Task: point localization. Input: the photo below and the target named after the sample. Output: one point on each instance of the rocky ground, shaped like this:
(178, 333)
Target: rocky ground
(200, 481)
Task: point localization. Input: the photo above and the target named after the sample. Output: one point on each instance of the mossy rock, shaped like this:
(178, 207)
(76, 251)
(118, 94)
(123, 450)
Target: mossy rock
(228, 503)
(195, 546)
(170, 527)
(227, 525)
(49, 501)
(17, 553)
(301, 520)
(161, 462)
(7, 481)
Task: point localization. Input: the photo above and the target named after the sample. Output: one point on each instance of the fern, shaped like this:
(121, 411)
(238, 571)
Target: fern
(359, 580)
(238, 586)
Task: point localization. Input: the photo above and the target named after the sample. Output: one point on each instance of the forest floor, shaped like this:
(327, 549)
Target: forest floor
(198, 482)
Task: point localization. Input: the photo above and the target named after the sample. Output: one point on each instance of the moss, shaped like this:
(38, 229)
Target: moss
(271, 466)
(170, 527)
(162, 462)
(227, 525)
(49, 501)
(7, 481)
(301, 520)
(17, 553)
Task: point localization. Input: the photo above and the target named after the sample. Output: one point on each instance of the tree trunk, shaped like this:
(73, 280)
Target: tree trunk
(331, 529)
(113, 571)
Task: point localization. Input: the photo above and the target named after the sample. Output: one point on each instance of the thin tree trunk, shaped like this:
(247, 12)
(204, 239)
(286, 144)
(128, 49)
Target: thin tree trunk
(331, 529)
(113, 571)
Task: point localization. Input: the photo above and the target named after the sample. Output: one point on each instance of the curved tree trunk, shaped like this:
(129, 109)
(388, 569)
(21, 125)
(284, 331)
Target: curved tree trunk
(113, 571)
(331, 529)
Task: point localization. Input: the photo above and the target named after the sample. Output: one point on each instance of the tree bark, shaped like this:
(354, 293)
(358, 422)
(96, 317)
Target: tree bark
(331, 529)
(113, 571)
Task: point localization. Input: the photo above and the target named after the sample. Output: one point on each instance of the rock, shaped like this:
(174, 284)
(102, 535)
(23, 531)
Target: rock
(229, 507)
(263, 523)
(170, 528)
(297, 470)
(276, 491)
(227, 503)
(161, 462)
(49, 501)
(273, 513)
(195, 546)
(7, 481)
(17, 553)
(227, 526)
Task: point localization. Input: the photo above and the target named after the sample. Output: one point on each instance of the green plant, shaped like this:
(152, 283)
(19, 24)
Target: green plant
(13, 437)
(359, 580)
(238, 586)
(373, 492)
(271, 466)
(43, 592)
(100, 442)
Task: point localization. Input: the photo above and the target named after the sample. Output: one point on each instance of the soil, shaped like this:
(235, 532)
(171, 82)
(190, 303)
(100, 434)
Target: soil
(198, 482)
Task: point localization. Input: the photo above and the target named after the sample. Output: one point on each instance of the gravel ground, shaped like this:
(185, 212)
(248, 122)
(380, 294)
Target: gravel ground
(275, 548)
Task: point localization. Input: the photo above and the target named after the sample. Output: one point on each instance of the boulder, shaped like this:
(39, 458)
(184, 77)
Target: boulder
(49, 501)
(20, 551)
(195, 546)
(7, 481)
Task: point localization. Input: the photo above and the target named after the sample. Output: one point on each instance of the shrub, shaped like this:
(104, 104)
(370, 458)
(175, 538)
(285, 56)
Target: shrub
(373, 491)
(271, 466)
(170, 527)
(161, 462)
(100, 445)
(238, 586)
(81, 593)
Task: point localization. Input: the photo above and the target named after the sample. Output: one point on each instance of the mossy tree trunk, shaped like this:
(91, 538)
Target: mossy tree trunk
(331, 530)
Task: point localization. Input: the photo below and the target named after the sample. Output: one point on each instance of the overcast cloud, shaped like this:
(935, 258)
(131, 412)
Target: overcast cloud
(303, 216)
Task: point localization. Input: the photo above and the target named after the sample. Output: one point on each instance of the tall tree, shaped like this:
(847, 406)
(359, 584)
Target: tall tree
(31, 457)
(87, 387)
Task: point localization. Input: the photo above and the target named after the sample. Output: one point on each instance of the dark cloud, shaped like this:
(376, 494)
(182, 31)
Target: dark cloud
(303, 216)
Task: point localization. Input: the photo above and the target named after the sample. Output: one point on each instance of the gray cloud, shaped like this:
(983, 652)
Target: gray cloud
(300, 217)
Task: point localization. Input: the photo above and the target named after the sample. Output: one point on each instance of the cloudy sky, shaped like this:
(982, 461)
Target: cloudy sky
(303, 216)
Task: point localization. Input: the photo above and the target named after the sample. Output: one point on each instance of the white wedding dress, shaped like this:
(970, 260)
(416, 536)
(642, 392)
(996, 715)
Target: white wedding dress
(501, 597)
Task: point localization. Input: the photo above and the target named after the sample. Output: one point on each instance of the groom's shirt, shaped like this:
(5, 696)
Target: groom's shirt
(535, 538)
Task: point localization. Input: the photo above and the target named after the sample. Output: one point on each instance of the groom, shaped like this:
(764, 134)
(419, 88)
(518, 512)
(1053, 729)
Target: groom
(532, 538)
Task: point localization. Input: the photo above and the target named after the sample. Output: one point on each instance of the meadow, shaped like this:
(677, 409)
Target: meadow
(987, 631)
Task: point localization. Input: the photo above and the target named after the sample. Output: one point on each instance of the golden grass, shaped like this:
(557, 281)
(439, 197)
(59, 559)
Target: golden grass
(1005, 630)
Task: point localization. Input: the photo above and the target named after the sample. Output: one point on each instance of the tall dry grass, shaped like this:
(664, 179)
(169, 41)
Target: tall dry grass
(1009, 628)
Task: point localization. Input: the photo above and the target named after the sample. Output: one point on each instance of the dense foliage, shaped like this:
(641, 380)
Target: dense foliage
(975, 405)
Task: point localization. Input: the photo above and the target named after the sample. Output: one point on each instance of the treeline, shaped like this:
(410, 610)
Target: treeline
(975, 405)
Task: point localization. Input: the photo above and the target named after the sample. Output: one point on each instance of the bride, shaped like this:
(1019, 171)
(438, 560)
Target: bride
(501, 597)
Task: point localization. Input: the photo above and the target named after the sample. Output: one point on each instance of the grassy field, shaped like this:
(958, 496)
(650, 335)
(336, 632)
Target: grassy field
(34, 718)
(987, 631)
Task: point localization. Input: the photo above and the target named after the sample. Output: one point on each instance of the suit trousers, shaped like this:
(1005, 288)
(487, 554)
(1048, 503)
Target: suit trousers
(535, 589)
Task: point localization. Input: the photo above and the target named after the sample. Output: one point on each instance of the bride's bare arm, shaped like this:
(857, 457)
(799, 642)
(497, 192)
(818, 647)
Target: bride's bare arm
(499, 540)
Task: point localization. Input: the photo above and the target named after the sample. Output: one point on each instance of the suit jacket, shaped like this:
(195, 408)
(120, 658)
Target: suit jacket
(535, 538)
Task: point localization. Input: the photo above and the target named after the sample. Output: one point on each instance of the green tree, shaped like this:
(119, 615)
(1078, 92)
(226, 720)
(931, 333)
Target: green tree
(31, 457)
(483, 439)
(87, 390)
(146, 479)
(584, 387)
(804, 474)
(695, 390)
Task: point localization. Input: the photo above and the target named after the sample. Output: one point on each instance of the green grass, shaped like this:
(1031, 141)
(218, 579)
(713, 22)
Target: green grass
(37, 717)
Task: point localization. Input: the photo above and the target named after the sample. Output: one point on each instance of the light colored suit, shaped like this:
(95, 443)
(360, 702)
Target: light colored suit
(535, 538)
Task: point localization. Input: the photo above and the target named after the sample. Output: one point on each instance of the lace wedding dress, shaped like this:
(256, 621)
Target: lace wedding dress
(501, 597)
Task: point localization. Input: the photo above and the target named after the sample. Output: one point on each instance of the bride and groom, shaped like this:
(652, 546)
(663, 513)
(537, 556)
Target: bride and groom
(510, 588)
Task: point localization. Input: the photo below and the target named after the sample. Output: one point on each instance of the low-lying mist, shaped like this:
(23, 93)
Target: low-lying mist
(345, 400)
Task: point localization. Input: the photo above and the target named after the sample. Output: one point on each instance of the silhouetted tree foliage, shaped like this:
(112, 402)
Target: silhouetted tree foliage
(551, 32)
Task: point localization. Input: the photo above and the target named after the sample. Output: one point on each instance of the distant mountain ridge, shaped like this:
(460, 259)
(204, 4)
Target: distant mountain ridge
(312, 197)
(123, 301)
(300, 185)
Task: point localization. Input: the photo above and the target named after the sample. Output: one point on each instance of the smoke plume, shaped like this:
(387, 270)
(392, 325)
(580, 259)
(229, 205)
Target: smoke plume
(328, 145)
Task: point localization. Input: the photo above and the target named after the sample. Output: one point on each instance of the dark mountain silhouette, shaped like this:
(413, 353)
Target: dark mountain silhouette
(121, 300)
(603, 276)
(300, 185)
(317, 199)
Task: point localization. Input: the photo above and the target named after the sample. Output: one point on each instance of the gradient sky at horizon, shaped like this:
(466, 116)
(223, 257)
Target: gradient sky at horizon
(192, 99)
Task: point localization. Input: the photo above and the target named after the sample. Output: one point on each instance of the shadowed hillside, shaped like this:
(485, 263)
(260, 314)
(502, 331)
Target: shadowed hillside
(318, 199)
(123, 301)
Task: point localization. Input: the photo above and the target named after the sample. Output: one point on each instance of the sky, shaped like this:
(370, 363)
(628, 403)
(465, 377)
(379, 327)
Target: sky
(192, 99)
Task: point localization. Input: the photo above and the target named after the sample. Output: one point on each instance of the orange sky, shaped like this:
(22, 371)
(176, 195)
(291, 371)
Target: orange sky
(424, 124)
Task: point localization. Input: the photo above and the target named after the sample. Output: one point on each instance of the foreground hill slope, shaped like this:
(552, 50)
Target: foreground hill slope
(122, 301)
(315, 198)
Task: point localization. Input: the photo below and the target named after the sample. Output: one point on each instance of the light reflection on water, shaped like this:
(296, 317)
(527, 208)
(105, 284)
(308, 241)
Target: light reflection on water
------------------------
**TASK STATEMENT**.
Go through the records above. Copy each line in which the string "reflection" appears.

**EXERCISE SOLUTION**.
Task: point localization. Input: the photo below and the target named after the sample. Output: one point on each instance of the light reflection on water, shaped like this:
Target: light reflection on water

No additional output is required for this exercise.